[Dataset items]
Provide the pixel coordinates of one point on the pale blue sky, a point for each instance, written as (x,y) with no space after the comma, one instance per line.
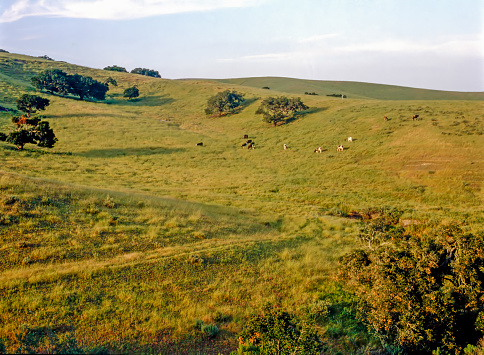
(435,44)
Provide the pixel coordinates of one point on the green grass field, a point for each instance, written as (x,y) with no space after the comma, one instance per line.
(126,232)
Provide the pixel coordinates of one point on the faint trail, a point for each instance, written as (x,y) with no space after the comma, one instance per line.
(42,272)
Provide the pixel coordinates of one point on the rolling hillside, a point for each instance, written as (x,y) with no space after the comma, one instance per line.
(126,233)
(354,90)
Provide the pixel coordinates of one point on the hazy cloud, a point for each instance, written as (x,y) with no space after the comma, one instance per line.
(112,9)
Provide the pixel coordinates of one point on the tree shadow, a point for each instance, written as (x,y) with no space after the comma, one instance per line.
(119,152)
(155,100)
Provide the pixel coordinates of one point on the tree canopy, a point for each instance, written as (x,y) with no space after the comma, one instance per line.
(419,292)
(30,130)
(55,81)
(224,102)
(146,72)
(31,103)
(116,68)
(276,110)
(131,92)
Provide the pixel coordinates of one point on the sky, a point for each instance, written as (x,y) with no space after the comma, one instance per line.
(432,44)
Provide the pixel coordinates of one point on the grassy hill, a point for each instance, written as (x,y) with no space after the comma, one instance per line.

▶ [Aim of the exercise]: Retype all of the entries exactly as written, leaving out any images.

▶ [Response to this task]:
Provide the pixel coordinates of one point on the pale blue sky, a point for each instance, written as (x,y) with no space after the comma, one instance per line.
(435,44)
Provide the pixel coordinates of one point on the green grass field, a point for each instance, written as (x,y) with no space after the comma, one instance per line.
(126,232)
Provide the pixel coordinates of one point on the faint trail, a point for each instance, written as (x,y) with no space after the comma, one instance per line.
(42,272)
Provide the pixel coordinates of one point on the rolling hillside, a point for each instance, written as (x,y) with no space after the comma, one instance per line.
(126,233)
(354,90)
Provide the pixel coordinates of one point on the hazy cloud, a point for each instance, written as (x,y) with no space after the comma, one instance per line.
(112,9)
Provide the pixel coordinates of one point on the tree shadow, a point for each instance, written as (x,y) with no space after the comma, one instance per line.
(119,152)
(155,100)
Provide the pixel coordinates of one point on the tree canopy, a point for each instance, written as (x,y) with no space after the comma, one instance per line.
(419,292)
(30,130)
(55,81)
(224,102)
(146,72)
(31,103)
(116,68)
(276,110)
(131,92)
Provide the pixel coordinates of one point on the sky, a point for each instance, written as (x,y) with no space after the comma, one instance per line.
(432,44)
Provide the pixel coordinates of one point on the grassy hill, a point for each instance, written as (x,y) with no space after the comma, one instance per line.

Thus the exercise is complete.